* Entries provided
────────
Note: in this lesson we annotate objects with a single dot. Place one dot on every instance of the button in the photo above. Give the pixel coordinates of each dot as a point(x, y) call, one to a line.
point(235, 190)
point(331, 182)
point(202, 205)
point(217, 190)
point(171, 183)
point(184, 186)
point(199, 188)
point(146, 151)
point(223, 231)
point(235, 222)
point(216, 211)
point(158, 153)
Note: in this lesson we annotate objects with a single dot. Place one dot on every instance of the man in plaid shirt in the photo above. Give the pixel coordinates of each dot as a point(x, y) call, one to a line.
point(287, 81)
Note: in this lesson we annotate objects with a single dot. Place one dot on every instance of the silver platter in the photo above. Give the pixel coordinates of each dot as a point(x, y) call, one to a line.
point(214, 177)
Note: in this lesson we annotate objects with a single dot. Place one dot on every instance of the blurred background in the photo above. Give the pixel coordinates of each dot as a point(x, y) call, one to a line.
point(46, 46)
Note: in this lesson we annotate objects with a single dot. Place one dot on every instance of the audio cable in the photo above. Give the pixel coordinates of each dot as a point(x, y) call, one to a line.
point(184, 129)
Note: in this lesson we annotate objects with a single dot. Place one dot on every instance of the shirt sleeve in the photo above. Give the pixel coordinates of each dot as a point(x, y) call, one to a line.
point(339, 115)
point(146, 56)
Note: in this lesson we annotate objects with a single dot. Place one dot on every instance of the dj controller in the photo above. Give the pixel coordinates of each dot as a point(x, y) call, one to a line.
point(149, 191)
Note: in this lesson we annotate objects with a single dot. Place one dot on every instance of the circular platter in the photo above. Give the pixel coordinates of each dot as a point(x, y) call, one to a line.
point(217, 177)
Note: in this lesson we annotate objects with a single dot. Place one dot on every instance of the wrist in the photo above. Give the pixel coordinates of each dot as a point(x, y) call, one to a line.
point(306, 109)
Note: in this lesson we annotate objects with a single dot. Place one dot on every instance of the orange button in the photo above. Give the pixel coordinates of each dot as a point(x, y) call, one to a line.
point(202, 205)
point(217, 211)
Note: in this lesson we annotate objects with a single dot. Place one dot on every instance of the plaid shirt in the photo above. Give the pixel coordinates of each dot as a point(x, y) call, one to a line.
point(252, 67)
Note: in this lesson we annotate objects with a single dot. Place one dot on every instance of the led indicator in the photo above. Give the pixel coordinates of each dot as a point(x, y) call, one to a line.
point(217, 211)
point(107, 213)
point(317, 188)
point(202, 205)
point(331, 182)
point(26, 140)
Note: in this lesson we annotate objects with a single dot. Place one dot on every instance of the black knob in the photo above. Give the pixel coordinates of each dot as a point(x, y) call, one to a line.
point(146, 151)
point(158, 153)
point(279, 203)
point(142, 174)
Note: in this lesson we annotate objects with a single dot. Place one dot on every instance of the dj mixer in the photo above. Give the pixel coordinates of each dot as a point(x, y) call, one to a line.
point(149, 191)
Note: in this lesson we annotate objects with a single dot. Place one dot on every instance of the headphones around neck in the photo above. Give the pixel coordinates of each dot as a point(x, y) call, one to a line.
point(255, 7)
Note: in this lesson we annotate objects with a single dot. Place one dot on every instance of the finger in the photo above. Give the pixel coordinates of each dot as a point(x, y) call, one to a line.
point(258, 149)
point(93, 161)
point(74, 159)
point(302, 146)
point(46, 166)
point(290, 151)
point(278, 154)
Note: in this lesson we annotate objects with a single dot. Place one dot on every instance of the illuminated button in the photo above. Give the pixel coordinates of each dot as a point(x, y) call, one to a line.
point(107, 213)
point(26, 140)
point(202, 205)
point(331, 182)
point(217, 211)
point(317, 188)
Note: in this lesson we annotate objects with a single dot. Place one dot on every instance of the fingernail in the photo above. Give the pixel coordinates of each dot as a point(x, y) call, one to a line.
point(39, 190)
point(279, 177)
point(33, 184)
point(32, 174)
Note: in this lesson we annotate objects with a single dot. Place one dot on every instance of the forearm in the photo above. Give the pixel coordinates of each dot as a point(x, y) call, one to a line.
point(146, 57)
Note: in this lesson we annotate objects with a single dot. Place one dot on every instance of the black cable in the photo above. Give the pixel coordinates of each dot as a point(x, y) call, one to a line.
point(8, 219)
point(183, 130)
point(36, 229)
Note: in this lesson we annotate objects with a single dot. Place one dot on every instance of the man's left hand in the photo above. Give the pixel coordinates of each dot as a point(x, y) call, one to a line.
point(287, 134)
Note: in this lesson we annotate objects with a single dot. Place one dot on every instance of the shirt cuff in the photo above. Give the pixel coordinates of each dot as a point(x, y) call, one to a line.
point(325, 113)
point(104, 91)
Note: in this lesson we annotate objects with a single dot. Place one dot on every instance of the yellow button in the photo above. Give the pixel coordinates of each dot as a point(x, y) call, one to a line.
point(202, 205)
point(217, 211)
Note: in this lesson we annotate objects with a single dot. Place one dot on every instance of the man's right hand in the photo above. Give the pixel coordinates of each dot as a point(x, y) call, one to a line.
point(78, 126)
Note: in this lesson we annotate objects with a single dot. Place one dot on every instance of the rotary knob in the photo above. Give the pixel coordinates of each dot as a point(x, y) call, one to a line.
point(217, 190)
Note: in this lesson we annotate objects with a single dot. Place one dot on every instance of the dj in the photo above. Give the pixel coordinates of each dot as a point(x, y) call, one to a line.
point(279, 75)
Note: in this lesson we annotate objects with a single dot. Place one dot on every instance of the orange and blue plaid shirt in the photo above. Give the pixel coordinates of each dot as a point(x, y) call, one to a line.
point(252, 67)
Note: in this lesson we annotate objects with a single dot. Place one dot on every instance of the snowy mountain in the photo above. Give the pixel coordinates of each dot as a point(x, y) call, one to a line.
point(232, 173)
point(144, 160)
────────
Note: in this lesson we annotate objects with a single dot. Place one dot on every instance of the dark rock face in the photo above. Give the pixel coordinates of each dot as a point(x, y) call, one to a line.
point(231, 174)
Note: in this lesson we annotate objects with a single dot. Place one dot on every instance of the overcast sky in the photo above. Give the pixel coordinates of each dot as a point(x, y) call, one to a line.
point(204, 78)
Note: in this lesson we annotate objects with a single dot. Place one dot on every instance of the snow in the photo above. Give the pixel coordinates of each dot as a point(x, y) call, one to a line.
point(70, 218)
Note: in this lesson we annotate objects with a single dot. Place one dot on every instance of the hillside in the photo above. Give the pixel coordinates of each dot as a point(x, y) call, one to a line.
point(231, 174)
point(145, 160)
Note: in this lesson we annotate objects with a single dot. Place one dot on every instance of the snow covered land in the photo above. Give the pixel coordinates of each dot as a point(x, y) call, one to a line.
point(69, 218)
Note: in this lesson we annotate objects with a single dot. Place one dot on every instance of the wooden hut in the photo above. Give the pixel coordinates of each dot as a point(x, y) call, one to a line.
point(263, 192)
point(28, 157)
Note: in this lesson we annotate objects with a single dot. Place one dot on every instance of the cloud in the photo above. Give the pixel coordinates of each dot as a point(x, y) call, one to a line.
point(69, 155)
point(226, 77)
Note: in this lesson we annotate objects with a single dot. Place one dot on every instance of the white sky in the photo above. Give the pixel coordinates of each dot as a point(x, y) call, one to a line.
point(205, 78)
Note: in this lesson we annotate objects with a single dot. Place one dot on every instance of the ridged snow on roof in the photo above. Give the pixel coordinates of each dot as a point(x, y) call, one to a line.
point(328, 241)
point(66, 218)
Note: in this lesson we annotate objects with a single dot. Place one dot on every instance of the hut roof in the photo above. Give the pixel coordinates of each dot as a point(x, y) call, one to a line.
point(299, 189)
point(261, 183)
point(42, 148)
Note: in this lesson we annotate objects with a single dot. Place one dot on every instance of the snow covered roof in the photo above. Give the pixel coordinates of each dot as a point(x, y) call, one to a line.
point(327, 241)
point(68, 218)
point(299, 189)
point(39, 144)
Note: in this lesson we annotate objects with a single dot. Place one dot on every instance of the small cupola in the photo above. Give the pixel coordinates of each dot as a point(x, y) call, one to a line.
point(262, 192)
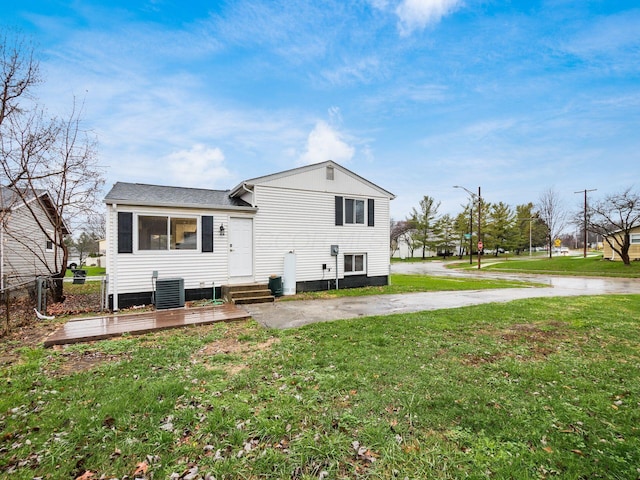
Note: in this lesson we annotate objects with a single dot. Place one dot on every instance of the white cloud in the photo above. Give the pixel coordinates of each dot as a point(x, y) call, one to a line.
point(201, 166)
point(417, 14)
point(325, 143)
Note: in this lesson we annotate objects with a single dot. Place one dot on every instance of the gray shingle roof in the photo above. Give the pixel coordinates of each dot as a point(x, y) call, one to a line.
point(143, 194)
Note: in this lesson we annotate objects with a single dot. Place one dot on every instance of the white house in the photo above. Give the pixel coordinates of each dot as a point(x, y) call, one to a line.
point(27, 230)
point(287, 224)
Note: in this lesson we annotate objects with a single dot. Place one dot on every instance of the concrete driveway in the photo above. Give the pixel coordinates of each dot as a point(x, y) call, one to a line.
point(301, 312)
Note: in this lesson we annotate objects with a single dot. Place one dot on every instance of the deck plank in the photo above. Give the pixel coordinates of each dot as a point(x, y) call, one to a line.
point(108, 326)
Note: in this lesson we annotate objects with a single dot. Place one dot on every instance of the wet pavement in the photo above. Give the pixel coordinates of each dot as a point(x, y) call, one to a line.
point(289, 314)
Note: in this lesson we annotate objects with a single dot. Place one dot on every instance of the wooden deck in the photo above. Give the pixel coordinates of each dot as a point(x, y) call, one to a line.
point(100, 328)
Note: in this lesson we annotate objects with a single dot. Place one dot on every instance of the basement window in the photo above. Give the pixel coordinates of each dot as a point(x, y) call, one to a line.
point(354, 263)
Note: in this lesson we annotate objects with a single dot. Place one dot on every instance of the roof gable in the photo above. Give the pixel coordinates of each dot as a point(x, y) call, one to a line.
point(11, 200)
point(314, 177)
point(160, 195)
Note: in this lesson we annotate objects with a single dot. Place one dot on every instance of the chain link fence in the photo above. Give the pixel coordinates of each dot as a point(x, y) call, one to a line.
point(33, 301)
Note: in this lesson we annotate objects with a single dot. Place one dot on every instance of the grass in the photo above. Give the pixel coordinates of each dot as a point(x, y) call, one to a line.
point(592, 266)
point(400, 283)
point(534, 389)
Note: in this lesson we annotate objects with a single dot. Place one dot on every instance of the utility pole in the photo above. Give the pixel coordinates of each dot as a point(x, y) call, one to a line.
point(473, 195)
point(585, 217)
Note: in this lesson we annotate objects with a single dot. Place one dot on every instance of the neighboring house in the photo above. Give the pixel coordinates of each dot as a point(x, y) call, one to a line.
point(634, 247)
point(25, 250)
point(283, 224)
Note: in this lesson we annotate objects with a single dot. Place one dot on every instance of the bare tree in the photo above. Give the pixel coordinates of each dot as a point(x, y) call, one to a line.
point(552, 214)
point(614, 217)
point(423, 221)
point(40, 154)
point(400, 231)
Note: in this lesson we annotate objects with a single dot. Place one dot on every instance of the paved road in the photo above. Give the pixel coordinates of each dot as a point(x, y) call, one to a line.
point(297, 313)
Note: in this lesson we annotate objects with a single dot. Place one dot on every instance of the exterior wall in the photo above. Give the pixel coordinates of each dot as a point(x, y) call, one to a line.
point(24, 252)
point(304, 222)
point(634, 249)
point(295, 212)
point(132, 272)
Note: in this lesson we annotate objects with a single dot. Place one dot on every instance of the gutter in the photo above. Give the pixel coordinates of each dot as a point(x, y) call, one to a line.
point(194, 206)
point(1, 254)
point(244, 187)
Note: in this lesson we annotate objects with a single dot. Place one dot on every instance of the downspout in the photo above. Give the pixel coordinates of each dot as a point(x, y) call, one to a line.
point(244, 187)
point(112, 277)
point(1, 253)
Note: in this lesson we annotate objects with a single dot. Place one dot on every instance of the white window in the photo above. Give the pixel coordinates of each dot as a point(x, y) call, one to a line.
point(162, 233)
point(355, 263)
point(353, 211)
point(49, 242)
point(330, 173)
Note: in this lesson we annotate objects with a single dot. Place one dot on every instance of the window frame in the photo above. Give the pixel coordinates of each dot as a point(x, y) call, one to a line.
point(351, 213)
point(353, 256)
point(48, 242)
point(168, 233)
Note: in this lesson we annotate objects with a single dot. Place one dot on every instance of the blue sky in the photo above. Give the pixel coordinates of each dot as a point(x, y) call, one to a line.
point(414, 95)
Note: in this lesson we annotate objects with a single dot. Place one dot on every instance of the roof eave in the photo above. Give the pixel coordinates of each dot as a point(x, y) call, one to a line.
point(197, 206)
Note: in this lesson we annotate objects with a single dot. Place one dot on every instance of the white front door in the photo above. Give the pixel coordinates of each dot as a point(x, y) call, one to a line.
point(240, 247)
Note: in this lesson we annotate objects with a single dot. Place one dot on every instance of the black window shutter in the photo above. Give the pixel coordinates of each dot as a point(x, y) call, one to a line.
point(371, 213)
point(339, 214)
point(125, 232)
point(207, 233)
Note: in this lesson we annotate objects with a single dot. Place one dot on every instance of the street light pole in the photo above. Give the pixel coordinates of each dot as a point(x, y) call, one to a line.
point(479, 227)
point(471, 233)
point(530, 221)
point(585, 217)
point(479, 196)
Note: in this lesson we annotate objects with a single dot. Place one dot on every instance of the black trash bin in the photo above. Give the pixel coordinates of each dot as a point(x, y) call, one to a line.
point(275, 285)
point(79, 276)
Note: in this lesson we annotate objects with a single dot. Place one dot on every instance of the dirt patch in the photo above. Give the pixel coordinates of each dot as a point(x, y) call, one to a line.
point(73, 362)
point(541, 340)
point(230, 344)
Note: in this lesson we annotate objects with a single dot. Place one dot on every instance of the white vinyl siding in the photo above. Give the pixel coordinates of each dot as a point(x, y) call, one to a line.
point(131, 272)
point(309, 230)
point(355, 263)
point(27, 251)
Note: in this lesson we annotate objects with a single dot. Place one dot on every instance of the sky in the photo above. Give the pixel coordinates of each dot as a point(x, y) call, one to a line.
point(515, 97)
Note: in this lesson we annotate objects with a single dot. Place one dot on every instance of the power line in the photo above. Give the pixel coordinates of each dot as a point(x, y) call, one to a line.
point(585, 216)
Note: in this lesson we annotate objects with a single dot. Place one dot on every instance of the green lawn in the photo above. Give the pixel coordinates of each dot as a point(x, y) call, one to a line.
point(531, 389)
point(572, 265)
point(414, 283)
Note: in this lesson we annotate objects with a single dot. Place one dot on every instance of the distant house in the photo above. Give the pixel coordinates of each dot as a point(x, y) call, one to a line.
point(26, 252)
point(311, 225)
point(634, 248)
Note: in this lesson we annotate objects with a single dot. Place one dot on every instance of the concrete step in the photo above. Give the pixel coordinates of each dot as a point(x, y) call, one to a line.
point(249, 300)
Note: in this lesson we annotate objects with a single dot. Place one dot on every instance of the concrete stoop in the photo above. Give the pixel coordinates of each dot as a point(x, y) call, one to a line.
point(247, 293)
────────
* Problem description
Copy out, with no changes, every line from the one containing "the white house" down to the one containing "point(287, 224)", including both of those lines.

* The reply
Note: in this lesson we annotate objects with a single dot. Place one dot on every instance of the white house in the photo above. Give the pixel coordinates of each dot as a point(x, y) call, one to a line.
point(27, 230)
point(287, 224)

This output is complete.